The Strange Death(s) of Jack Cram

When I was young, long, long ago, there was a magazine called Fate. It was one of the only ones of its kind at that time, and dealt with “True accounts of the strange and unknown”, things like aliens & flying saucers, sasquatches, ancient astronomy, spirit possession, miracle healing, and all those things that go bump in the night when nobody’s listening. Now I was brought up in a let’s say non-believing household, and though I have always been fascinated by those things, I have always thought of them as more related to psychology and the infinite ability of the human mind to delude itself. As far as I can see, there is no place for those things in the universe I know. And yet…

Fate Magazine had a regular feature called My Proof of Survival, where readers would send in their own encounters with the shades of departed friends and relations. Here is mine.

In 1972, when I was 19, my father had recently been hired as professor of education at McGill University in Montreal. And one morning he was doing his exercises “One two, touch your toes” when he suddenly said to my mother, “Barb,” he said. “You better call the ambulance. I think I’m having a heart attack.” and he collapsed on the bed. So she called the ambulance, but despite the best efforts of the attendants, he died en route to the hospital.

┄┄┄┄┄┄┄┄┄┄

• [To do]:
[A] Using the Jack Cram account, list the subjects it gives as examples of what Fate magazine covered, from "aliens & flying saucers" through "miracle healing".
[B] Continue the Jack Cram account from where it stops.

┄┄┄┄┄┄┄┄┄┄

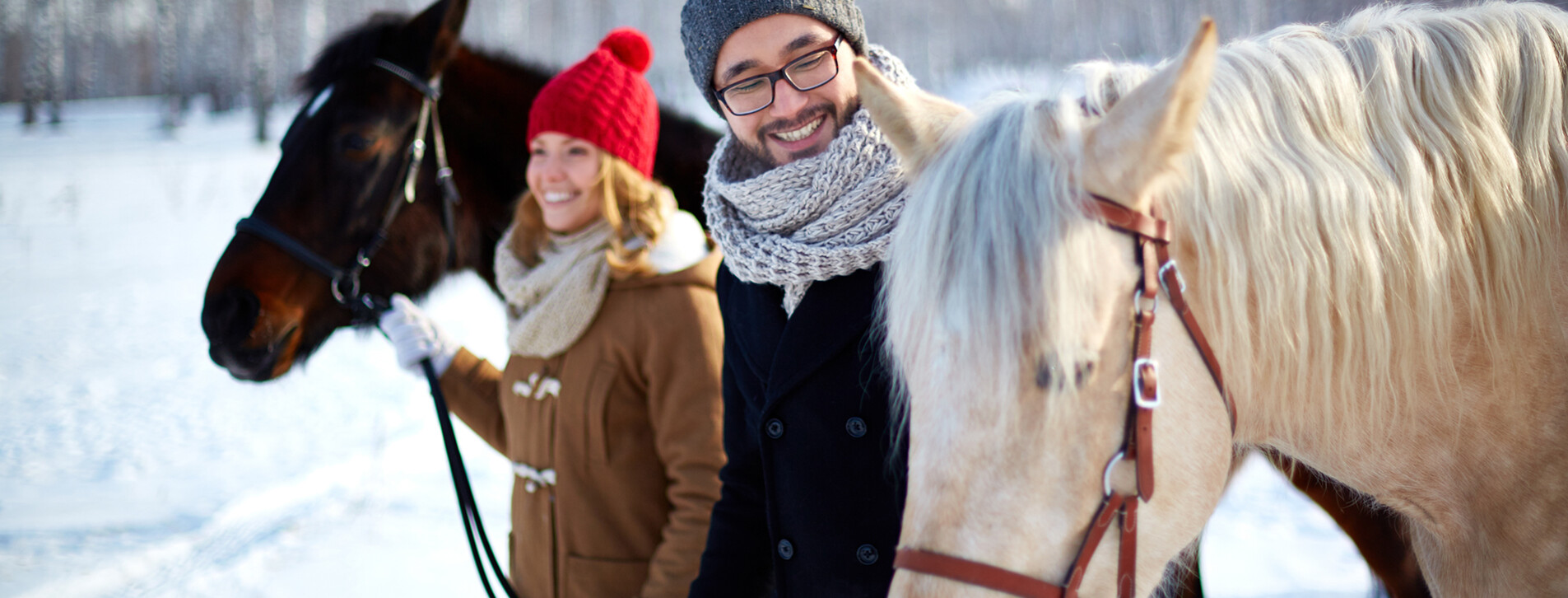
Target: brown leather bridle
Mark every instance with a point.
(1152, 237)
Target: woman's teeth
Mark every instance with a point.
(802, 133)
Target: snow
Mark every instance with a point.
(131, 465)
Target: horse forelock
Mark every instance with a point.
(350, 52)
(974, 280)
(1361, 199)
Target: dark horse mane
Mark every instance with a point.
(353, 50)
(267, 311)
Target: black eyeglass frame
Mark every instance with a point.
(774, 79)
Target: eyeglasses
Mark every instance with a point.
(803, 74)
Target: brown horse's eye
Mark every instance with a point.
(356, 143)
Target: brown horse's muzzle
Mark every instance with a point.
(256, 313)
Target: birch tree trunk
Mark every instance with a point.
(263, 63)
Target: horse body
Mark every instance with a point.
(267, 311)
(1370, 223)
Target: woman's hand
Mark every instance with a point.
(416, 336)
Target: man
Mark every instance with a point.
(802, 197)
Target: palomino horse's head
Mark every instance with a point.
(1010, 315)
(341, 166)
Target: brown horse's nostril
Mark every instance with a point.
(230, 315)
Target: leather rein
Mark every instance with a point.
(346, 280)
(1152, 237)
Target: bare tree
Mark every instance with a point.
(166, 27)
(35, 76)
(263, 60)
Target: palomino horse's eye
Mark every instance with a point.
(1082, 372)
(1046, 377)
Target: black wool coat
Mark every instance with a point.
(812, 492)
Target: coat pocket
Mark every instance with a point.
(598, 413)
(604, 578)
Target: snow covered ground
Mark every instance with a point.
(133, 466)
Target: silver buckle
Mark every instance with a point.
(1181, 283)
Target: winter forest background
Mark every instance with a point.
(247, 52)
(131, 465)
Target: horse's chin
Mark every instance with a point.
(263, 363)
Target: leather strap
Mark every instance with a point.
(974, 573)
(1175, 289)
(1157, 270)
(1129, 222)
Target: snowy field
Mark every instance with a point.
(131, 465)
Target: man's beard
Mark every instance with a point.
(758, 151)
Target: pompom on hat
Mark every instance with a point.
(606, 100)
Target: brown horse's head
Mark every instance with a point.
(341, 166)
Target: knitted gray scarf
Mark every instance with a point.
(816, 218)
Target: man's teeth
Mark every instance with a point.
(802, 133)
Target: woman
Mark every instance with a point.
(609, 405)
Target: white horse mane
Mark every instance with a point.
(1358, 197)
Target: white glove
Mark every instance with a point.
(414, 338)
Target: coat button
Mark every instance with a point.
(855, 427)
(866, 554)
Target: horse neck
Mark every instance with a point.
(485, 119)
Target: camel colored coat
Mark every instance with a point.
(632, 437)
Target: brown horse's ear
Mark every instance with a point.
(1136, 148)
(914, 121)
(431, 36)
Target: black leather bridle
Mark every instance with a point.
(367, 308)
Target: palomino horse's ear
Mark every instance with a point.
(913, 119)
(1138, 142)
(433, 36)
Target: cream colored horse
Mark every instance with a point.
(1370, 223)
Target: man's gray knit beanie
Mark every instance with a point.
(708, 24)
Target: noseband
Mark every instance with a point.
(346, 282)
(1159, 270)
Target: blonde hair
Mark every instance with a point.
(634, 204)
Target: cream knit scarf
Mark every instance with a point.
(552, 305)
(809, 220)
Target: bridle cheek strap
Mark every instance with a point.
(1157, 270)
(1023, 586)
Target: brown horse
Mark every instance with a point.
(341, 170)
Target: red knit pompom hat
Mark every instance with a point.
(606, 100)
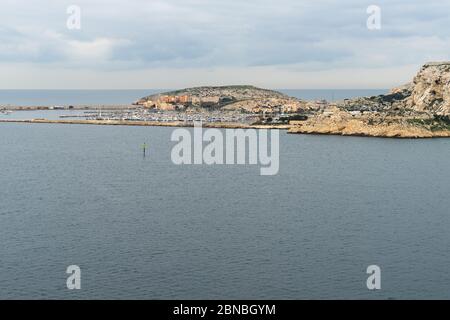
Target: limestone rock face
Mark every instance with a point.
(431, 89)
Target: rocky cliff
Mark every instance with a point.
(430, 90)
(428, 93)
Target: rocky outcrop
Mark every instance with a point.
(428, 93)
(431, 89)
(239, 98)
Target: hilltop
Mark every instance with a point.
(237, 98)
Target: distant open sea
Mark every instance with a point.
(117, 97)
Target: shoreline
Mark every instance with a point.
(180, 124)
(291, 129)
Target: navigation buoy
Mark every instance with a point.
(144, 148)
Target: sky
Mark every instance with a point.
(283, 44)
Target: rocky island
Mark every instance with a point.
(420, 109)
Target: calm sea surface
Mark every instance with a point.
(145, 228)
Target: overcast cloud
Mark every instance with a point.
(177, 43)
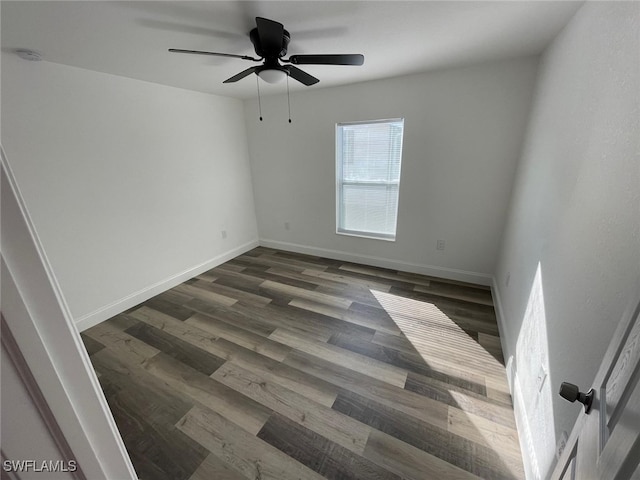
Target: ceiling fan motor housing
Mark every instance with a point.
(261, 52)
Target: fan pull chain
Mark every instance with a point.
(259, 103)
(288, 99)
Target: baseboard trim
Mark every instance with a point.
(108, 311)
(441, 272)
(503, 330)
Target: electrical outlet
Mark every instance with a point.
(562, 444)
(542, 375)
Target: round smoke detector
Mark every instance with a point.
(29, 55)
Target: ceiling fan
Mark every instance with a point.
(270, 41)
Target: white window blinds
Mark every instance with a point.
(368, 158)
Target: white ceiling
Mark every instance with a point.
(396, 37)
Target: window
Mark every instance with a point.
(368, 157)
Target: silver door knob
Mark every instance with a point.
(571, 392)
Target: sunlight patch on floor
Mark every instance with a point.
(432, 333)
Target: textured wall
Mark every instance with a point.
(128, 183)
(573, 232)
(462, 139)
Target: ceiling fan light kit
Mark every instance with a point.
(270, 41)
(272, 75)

┄┄┄┄┄┄┄┄┄┄

• [Results of the exercise]:
[A] aliens & flying saucers, sasquatches, ancient astronomy, spirit possession, miracle healing

[B]
He told me about it afterwards: watching as they put him on the bed in the hospital, the doctors desperately trying to bring him back to life. And he looked up, way up, and he saw, not the hospital ceiling, but that classic vision of the dead and dying: the tunnel of light, stretching off into the distance far above him, and all the old people who had gone before him playing the old familiar hymns on the old family piano and saying “Come on, come on” and he started floating up and into that tunnel and he felt so peaceful when BAM! he was back in his body again, in excruciating pain and cursing the doctors who had applied the electric shocks that revived him.

But he finally accepted his second chance at life; in fact it gave him an excellent excuse whenever someone wanted him to do something he didn’t want to do, he would just put his hand to his chest and say, “Regrets, my heart!”

He was there for some weeks, and before he went home they planted a pacemaker in him, which would restart that heart if it ever stopped again. After that he became more, not religious really, but maybe spiritual. He went on to become head of the Northern Institute at McGill and spent much of his time flying to remote aboriginal communities, working with native teachers to develop and deliver educational programs in their own languages. He also travelled far and wide outside Canada: studied Siberian education in the USSR, spent a year at Cambridge as visiting scholar, had an institute named after him in Peru, quite well known all around.

Anyway I got my own Master’s of Education in 1984, at the same faculty at McGill. There was a ceremony in May of that year, which he would have attended had he not been off on one of his many Northern adventures.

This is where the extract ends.